— What the task asks —
Copy everything in the data below exactly except the pictures.
================
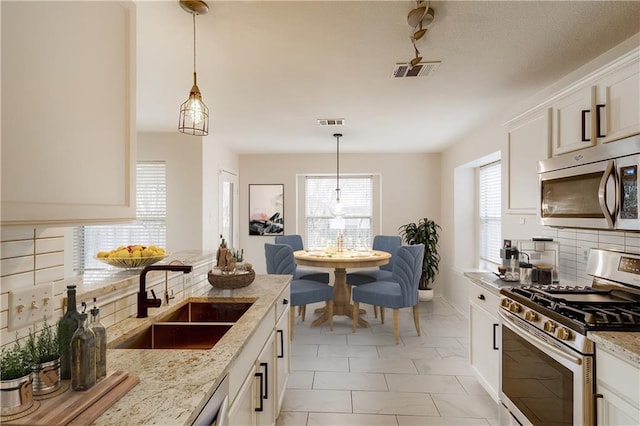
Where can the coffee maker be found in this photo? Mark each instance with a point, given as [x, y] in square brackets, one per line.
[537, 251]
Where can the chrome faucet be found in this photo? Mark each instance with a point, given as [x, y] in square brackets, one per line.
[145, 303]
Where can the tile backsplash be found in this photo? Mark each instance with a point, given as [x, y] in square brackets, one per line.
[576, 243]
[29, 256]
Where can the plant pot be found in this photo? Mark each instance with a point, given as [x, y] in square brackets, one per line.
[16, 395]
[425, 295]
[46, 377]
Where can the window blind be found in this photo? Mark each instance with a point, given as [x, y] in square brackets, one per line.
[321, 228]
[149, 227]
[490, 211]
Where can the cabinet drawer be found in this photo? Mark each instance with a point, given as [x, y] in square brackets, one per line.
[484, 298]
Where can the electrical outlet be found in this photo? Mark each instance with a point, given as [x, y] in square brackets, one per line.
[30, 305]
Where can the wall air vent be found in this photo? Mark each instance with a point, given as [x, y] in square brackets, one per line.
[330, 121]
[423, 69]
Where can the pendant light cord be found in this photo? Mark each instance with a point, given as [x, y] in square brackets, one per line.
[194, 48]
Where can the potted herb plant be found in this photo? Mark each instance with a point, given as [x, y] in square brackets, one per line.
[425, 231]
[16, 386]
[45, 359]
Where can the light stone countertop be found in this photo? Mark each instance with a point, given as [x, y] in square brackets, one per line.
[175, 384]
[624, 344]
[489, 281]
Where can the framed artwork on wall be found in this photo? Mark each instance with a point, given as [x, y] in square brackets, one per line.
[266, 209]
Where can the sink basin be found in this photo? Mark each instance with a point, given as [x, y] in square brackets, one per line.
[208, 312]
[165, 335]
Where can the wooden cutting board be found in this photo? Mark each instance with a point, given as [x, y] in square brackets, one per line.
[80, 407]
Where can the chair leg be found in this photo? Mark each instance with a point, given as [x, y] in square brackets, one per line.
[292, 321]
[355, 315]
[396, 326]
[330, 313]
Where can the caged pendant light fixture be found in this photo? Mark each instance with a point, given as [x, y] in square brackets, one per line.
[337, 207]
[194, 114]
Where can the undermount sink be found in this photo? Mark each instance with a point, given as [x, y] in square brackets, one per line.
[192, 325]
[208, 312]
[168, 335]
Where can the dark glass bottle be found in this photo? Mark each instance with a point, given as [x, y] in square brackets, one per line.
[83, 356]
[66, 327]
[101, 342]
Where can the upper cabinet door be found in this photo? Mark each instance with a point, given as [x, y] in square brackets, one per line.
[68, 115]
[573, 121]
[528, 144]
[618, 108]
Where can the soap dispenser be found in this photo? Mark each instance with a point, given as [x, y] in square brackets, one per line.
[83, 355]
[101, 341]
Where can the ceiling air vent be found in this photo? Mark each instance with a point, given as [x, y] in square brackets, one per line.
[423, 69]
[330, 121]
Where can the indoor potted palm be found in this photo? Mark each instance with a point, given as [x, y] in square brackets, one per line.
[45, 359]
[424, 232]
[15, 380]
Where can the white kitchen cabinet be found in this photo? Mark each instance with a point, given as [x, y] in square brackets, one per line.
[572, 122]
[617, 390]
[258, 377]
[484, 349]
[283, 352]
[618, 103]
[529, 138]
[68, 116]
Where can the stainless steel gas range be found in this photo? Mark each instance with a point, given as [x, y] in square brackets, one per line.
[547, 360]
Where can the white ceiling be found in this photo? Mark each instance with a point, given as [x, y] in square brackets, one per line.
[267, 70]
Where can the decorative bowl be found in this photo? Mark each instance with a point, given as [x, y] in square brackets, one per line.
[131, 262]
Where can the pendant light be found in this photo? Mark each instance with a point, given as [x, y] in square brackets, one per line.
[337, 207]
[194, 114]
================
— Written answer —
Where can the coffee maker be found in this photo? Mark each instance with a point, given as [x, y] in square brackets, one per line.
[537, 251]
Where can the chrome faucet be found in this photo? Mark each instance with a point, given as [x, y] in square brackets, one per line.
[145, 303]
Where can the tile backsplash be found in this photo? Mark each instance with a point, given as [x, y] in square brackets, one per line.
[576, 243]
[29, 256]
Where can the plant pot be found in this photo? Mark each instance with a point, given as [x, y] in square brackets, one per line.
[16, 395]
[425, 295]
[46, 377]
Where can the window blind be found in this photo? Mark each instance with a point, given as [x, y] in square brackets, one per line.
[321, 228]
[149, 227]
[490, 211]
Where can the cabinet drawer be found in this photo? Mark each instance with a point, given as [x, y] in square brackets, one per line.
[484, 298]
Where can the electrical outlet be found in this photo? Mark each instance with a point, given as [x, y] in square brackets, one per line.
[30, 305]
Where can the wall air vent be found in this photo? Mark each instance with a point, given as [x, y] in square brackets, one per line.
[330, 121]
[423, 69]
Where can the pendant light cord be found in this photo? Mark each instance with a point, given as [x, y] in square brackets, one per line.
[194, 48]
Where can the potted herb plant be found in this photo? Mark each instance with a point, given as [x, y] in square brackets, one per line.
[425, 231]
[16, 386]
[45, 359]
Where can the light stone countertop be found in this photo? Mark each instance with a point, given as [x, y] in square brackets, one per line.
[175, 384]
[624, 344]
[489, 281]
Where can the framed artwork on wall be found in this photo? Mark each instance with a point, given as [x, y] in square brackets, one per line.
[266, 209]
Where can the sink basin be found in this photo? Mark each instance with a point, given as [x, y] in square brackets, one per line.
[208, 312]
[165, 335]
Where can the wooden cutting board be found in this photo? Mark each instance with a point, given as [x, y] in square brackets, one per line.
[80, 407]
Where can the chair leg be found in this photo? Mark each instance with a point, given as [x, y] in square brackets, one per line.
[292, 321]
[355, 315]
[396, 326]
[330, 313]
Where can the caged pendant light fixture be found in this photo? Mark each instance with a point, given as [x, y] in square brackets, one per line.
[337, 207]
[194, 114]
Where can the undermount sink be found in this photo? Mark each instance with a point, given as [x, y] in square brackets, one per line.
[192, 325]
[208, 312]
[168, 335]
Where can the dark glass bottle be found in this photo? Mark each instance with a point, given as [x, y] in square brackets, one per line.
[83, 356]
[66, 327]
[101, 342]
Where can the upper cabinet door be found in this photo? Mark each instance with a point, given as [x, y] in square brackets, one per line.
[68, 115]
[573, 121]
[528, 144]
[618, 108]
Where can the soap dispenser be found in this photo? Mark each instance with a point, given as [x, y] in square brackets, one per line.
[83, 355]
[101, 341]
Where can the ceiling air vent be found in this photo? Mark each instance with a point, given as [x, y] in square brackets, one per line.
[423, 69]
[330, 121]
Where can the indoor potted palm be found in this photo? Mark each instance with a point, given as [x, y] in square brackets, one per line.
[45, 359]
[424, 232]
[15, 380]
Where can the white kitchen cabinet be found in this photo? Mark each instance with a point, given as [x, y] in square brackets, one per line.
[572, 122]
[617, 390]
[258, 377]
[484, 349]
[283, 352]
[618, 103]
[529, 138]
[68, 116]
Where can the stainless steel gas range be found in this photo? Mark each instance with a point, given as [x, y] in square brackets, one per line.
[547, 360]
Where can the white ceiling be found in this photo? Mark each instance with a point, given as [x, y] in square brackets, one per line.
[267, 70]
Where can the decorative bowl be found in this photo? Mark each instance with a point, given as [x, y] in square brackets, one per line.
[131, 262]
Where can the pendant light be found in this photo? Mark each instance with a point, given as [x, y] in square brackets, one per line.
[337, 207]
[194, 114]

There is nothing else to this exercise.